Point labels for objects
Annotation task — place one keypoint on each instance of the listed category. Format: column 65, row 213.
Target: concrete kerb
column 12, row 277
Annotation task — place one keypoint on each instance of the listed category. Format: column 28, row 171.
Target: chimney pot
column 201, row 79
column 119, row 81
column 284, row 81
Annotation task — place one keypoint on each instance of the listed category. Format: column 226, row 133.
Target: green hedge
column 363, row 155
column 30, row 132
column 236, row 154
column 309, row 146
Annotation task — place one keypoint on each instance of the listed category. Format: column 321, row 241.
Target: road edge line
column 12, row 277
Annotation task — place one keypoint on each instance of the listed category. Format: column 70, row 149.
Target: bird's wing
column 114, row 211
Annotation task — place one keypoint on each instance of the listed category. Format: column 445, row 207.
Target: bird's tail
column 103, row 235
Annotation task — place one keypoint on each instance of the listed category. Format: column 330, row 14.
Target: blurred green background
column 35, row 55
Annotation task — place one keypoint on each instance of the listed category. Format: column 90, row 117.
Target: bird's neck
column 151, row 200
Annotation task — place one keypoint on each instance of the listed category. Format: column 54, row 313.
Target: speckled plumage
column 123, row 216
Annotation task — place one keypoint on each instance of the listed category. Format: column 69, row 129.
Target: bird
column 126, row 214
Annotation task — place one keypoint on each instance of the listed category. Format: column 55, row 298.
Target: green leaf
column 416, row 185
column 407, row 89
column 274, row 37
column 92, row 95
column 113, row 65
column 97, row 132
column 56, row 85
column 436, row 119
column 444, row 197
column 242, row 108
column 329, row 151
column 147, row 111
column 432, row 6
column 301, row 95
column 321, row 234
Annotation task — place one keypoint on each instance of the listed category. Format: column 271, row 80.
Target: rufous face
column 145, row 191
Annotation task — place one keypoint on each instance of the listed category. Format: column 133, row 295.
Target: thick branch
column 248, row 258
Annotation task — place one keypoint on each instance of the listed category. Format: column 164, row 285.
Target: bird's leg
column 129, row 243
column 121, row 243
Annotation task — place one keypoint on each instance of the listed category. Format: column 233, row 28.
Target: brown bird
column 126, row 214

§ **DESCRIPTION OF THE TASK**:
Take every line of the data above and reproduce it verbatim, leaving nothing out.

§ **COMPLETE RESPONSE**:
Annotation task — place one keypoint on each instance of the listed category. Format: column 65, row 213.
Target: concrete kerb
column 12, row 277
Annotation task — place one keypoint on each instance of the listed category. Format: column 28, row 171.
Target: chimney pot
column 201, row 79
column 119, row 81
column 284, row 81
Annotation task — place one keypoint on each instance of the listed category. Format: column 226, row 133.
Target: green hedge
column 363, row 155
column 30, row 132
column 236, row 154
column 309, row 146
Annotation task — place one keypoint on each instance of the listed category. Format: column 321, row 241.
Target: road edge line
column 12, row 277
Annotation task — place one keypoint on each instance of the listed category. Format: column 70, row 149.
Target: bird's wing
column 114, row 211
Annotation task — place one keypoint on each instance of the listed category. Format: column 445, row 207.
Target: bird's tail
column 103, row 235
Annotation task — place one keypoint on each instance of the listed category. Format: column 330, row 14.
Target: blurred green background
column 35, row 55
Annotation task — place one keypoint on each instance of the listed category. Format: column 90, row 117.
Target: bird's neck
column 151, row 200
Annotation task — place one keypoint on each instance of the listed category. Format: column 54, row 313.
Target: speckled plumage
column 123, row 216
Annotation task — place one keypoint on each instance of the listed category. Format: column 69, row 129.
Target: bird
column 126, row 214
Annotation task — place one keypoint on each instance of the listed category. Format: column 55, row 298.
Target: green leaf
column 416, row 185
column 407, row 89
column 274, row 37
column 92, row 95
column 113, row 65
column 97, row 132
column 56, row 85
column 436, row 119
column 444, row 197
column 242, row 108
column 329, row 151
column 147, row 111
column 432, row 6
column 301, row 95
column 321, row 234
Annotation task — place one keypoint on each instance of the listed category. Format: column 271, row 80.
Target: rufous face
column 145, row 191
Annotation task — place one keypoint on each instance of the listed category. Format: column 133, row 295.
Target: thick branch
column 248, row 258
Annotation task — place one keypoint on each instance of the listed category. Format: column 164, row 285.
Target: bird's leg
column 129, row 243
column 121, row 243
Annotation task — place one keypoint on each instance of the listed category. Format: column 233, row 28.
Target: brown bird
column 126, row 214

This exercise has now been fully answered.